**YOUR OBJECTIVE:**
Begin with the first line of the entries below. Copy each line exactly, stopping after the one that contains "the metal support".

━━━━━ MATERIAL PROVIDED

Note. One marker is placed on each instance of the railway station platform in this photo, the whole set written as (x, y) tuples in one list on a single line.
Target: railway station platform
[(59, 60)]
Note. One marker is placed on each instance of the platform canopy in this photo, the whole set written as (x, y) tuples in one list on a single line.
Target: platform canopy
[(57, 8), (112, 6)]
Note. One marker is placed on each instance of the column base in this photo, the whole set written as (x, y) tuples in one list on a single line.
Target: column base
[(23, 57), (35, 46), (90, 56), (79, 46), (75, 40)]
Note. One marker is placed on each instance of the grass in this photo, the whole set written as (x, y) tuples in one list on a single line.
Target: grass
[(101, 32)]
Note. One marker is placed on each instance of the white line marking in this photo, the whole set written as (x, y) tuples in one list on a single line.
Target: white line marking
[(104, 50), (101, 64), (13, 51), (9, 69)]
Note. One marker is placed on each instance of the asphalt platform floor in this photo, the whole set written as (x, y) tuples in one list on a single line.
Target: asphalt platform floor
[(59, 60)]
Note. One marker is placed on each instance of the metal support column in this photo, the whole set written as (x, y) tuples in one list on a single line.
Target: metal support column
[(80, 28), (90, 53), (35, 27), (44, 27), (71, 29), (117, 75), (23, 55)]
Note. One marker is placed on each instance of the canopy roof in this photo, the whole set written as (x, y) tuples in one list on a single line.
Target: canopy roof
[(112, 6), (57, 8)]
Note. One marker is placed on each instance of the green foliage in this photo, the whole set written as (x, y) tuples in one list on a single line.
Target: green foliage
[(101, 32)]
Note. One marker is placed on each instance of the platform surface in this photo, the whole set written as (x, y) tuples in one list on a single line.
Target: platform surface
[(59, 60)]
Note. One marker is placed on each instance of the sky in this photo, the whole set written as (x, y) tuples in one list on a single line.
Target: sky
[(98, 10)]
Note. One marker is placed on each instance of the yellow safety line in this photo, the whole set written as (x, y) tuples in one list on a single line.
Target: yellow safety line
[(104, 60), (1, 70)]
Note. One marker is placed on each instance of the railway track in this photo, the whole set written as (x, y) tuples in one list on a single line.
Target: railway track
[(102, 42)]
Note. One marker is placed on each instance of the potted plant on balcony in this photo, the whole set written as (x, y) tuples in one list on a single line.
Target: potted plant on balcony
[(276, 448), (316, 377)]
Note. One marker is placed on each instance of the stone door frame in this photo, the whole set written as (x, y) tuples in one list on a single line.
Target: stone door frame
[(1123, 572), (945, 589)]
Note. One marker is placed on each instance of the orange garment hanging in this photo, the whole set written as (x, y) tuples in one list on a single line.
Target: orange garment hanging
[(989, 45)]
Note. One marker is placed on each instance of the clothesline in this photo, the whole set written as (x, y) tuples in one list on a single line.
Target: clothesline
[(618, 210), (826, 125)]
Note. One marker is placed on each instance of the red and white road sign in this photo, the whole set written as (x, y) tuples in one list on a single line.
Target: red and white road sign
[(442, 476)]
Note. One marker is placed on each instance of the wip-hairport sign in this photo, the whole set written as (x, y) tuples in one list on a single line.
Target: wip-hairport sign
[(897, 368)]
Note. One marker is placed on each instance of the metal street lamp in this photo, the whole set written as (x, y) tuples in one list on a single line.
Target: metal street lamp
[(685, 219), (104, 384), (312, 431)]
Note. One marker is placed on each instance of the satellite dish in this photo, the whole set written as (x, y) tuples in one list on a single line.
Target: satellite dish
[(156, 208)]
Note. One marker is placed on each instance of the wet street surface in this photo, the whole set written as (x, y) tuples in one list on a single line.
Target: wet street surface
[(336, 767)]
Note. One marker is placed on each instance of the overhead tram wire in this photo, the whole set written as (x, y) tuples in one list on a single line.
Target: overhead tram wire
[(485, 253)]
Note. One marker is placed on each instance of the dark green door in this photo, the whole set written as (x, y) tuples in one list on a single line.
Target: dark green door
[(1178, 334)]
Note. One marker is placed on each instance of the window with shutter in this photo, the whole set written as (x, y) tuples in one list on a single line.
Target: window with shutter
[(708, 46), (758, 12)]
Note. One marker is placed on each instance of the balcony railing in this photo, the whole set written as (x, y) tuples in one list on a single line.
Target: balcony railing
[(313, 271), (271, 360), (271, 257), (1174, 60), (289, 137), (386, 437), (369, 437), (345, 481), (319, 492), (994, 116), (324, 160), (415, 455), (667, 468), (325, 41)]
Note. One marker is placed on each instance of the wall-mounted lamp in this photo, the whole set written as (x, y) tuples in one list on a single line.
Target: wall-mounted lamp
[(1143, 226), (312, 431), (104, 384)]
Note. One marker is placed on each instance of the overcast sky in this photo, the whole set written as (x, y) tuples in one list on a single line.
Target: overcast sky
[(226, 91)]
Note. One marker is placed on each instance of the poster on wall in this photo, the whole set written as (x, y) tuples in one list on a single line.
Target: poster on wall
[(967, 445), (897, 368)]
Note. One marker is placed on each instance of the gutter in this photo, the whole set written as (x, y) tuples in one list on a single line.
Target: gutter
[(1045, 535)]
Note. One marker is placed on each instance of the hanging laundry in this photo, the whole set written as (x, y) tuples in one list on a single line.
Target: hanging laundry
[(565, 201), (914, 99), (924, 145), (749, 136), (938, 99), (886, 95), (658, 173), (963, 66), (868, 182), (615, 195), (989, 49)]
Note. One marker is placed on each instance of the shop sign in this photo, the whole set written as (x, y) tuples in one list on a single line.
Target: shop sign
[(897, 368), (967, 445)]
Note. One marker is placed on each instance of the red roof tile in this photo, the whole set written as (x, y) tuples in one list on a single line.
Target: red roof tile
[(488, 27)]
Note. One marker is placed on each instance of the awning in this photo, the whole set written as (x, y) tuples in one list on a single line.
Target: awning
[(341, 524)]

━━━━━━━━━━

**EXERCISE SOLUTION:**
Note. One marker is placed on each instance of the railway station platform in this photo, the whole set written as (x, y) tuples in one list on a single line.
Target: railway station platform
[(59, 60)]
Note. One marker is placed on each instance of the platform canopy in this photo, the whole set written as (x, y) tuples in one list on a single line.
Target: platform canopy
[(57, 8), (112, 6)]
Note. One marker is placed on each instance of the column base in this photo, the whole set written as (x, y) tuples in one list on a single line.
Target: column base
[(23, 57), (35, 46), (90, 56), (79, 46), (75, 40)]
Note. One marker is placed on each instance of the grass in this photo, the whole set written as (x, y) tuples in one list on a single line.
Target: grass
[(101, 32)]
Note. One marker is placed on each instance of the white line marking in this photo, the whole set written as (x, y) tuples in one list on a single line.
Target: white line marking
[(104, 50), (101, 64), (13, 51), (9, 69)]
Note. One marker is placed on each instance of the asphalt platform floor in this photo, the whole set written as (x, y) tuples in one list on a single line.
Target: asphalt platform floor
[(59, 60)]
Note. One marker is placed on each instance of the metal support column in this photo, the whole set written as (x, y) tuples in one list on a single line.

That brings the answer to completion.